The required output is the exact sequence of lines from the line holding "Query: rocky crag" to the end of the records, inclusive.

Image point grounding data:
.....
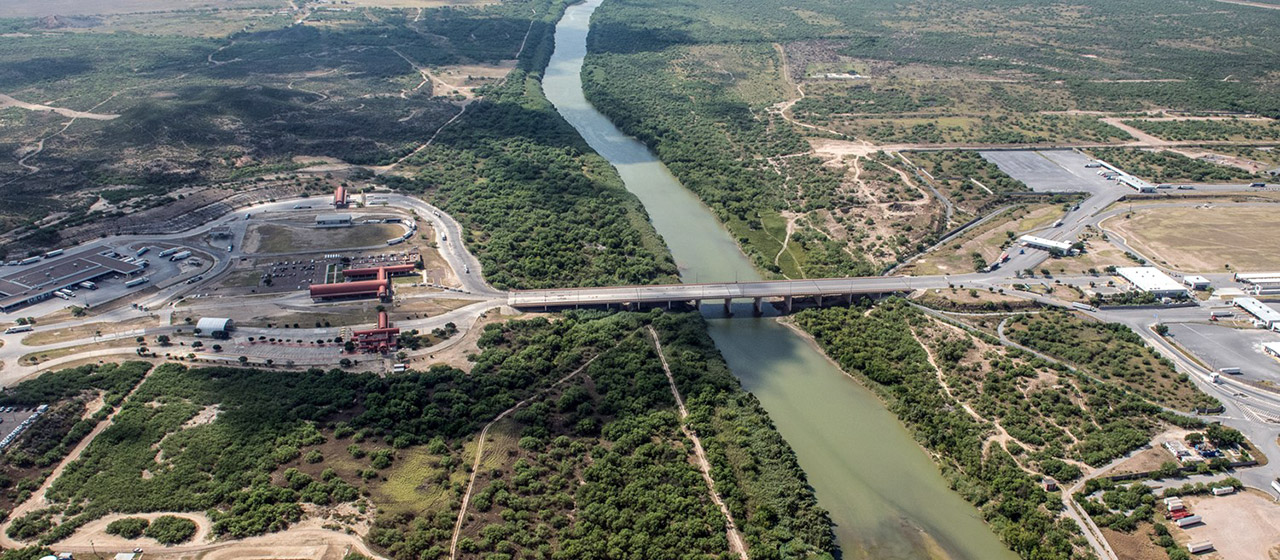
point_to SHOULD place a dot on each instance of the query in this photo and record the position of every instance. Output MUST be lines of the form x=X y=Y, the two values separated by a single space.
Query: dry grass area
x=94 y=533
x=1243 y=526
x=416 y=483
x=275 y=238
x=36 y=9
x=1137 y=545
x=1201 y=239
x=987 y=239
x=403 y=4
x=45 y=356
x=88 y=330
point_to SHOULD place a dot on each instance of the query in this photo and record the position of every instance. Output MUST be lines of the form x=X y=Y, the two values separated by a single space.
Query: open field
x=1203 y=239
x=85 y=331
x=987 y=239
x=35 y=9
x=1242 y=526
x=275 y=238
x=421 y=3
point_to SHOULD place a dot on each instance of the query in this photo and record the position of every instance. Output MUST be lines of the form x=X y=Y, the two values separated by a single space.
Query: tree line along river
x=883 y=492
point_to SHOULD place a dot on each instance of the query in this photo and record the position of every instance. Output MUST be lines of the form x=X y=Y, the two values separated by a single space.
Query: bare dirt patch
x=1205 y=239
x=1136 y=545
x=279 y=238
x=1242 y=526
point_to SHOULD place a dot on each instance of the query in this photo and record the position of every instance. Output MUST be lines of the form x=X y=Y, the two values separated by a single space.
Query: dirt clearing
x=1205 y=239
x=1244 y=526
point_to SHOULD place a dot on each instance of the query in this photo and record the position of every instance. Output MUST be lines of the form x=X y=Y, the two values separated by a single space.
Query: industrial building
x=1152 y=280
x=378 y=287
x=40 y=280
x=1196 y=283
x=216 y=327
x=380 y=339
x=1272 y=349
x=1264 y=315
x=1260 y=283
x=333 y=220
x=1047 y=244
x=1127 y=179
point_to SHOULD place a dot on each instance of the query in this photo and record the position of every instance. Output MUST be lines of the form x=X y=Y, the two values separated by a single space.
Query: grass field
x=1205 y=239
x=36 y=9
x=412 y=485
x=286 y=238
x=87 y=330
x=986 y=239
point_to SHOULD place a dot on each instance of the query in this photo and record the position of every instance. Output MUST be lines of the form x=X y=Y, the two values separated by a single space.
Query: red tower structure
x=380 y=340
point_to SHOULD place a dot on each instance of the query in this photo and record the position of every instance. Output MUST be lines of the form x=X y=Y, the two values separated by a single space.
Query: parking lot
x=289 y=275
x=1052 y=170
x=1225 y=347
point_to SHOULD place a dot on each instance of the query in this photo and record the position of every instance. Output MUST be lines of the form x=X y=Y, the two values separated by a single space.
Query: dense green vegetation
x=554 y=490
x=268 y=444
x=705 y=85
x=128 y=527
x=170 y=529
x=26 y=463
x=1052 y=418
x=1166 y=166
x=1208 y=129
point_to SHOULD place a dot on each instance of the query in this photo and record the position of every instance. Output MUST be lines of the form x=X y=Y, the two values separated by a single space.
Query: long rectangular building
x=378 y=287
x=37 y=281
x=1152 y=280
x=1266 y=315
x=1042 y=243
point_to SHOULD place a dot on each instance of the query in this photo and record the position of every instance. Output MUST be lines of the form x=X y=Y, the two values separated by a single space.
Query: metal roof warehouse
x=39 y=281
x=1151 y=279
x=1266 y=315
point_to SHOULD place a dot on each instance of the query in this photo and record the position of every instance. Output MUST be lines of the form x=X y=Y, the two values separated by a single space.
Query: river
x=883 y=492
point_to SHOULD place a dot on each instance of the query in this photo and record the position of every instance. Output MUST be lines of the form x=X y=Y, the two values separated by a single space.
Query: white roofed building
x=1266 y=316
x=1042 y=243
x=1151 y=280
x=1196 y=283
x=214 y=326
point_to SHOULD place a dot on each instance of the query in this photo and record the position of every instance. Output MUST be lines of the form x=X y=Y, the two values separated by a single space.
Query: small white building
x=1152 y=280
x=1196 y=283
x=1265 y=316
x=214 y=326
x=1042 y=243
x=1272 y=349
x=333 y=220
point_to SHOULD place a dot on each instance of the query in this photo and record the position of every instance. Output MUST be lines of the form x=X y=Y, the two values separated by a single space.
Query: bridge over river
x=784 y=292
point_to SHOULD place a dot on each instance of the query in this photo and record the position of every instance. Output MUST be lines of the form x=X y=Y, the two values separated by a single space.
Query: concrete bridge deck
x=681 y=293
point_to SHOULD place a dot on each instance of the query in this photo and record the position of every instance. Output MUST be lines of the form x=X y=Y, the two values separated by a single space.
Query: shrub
x=170 y=529
x=128 y=527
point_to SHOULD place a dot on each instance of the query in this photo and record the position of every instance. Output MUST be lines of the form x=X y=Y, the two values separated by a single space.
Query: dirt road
x=736 y=544
x=5 y=101
x=475 y=463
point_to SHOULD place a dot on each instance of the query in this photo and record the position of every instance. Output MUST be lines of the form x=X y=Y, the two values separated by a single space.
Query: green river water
x=883 y=492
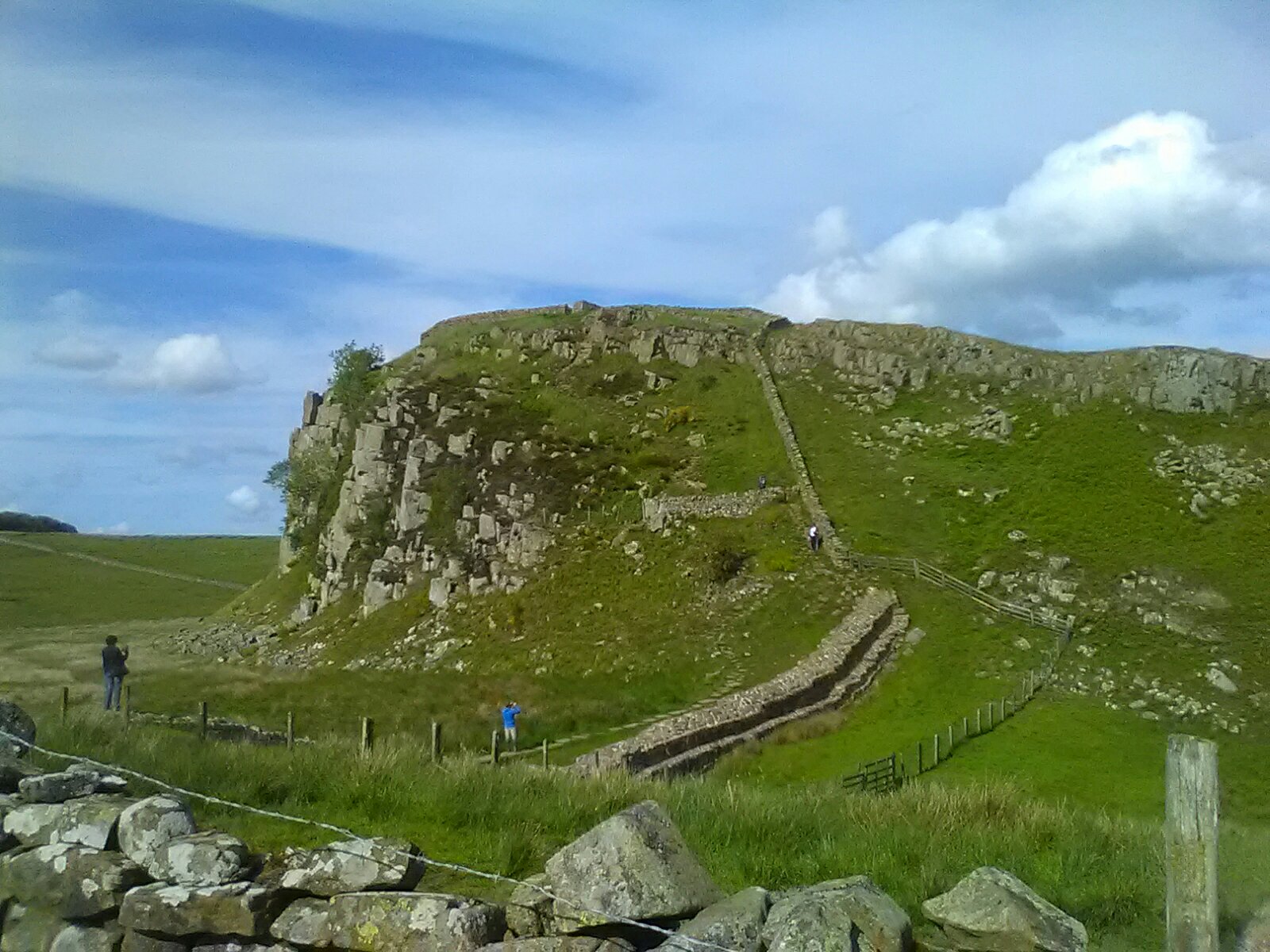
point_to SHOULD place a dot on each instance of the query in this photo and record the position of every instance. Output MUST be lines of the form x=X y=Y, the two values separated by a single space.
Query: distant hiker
x=510 y=711
x=114 y=670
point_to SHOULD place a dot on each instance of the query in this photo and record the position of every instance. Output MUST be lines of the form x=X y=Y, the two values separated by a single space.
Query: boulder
x=562 y=943
x=88 y=939
x=238 y=909
x=78 y=882
x=209 y=858
x=150 y=824
x=75 y=781
x=995 y=912
x=17 y=723
x=403 y=922
x=89 y=822
x=634 y=865
x=349 y=866
x=736 y=923
x=529 y=912
x=29 y=930
x=848 y=914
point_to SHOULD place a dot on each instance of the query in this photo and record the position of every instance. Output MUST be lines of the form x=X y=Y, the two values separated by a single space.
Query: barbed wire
x=351 y=835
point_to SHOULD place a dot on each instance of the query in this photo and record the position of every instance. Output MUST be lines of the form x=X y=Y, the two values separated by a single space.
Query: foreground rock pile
x=84 y=867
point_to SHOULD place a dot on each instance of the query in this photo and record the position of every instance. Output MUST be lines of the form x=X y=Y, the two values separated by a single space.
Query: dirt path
x=130 y=566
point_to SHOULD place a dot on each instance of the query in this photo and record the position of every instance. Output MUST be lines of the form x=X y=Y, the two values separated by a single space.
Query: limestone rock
x=18 y=723
x=78 y=882
x=403 y=922
x=994 y=911
x=238 y=909
x=210 y=858
x=88 y=939
x=29 y=930
x=562 y=943
x=845 y=914
x=634 y=865
x=89 y=822
x=349 y=866
x=734 y=923
x=150 y=824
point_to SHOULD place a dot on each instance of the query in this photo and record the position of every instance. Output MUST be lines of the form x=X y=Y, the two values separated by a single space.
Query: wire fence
x=597 y=916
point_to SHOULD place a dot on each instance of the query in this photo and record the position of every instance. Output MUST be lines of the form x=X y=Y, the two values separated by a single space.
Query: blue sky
x=198 y=202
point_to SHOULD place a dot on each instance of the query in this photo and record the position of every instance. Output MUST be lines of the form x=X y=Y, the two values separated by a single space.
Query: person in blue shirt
x=510 y=711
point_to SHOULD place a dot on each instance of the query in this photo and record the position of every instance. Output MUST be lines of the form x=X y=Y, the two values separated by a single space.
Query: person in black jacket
x=114 y=668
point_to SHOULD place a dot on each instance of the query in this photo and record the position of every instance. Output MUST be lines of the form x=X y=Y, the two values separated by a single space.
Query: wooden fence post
x=1191 y=844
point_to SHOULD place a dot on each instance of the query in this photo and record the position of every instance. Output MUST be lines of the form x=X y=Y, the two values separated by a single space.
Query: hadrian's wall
x=842 y=666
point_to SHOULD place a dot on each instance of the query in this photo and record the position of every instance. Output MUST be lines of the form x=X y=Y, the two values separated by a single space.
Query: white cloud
x=194 y=363
x=1151 y=200
x=245 y=499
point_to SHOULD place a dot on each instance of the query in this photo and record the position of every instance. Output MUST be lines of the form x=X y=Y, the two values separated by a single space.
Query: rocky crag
x=86 y=867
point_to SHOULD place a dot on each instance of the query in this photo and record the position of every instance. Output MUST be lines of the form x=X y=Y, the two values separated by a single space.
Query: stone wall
x=723 y=505
x=84 y=867
x=841 y=668
x=888 y=357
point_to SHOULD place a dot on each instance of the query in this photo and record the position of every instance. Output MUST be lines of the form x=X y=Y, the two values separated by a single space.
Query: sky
x=200 y=202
.....
ANSWER FOR THIS EXERCISE
Query: rocky crag
x=86 y=867
point_to SHOULD place a dot on each instance of the query in this photo and record the position of every instance. Output MUST be lines of the form x=X y=Y, the two values separated by a single space.
Query: stone wall
x=723 y=505
x=84 y=867
x=841 y=668
x=888 y=357
point_to SHOULD place a dot on each instance of the query in this photo and record the position of every instance. Output MUST be lines of the form x=X y=Y, the two values separated by a single space.
Query: sky
x=200 y=202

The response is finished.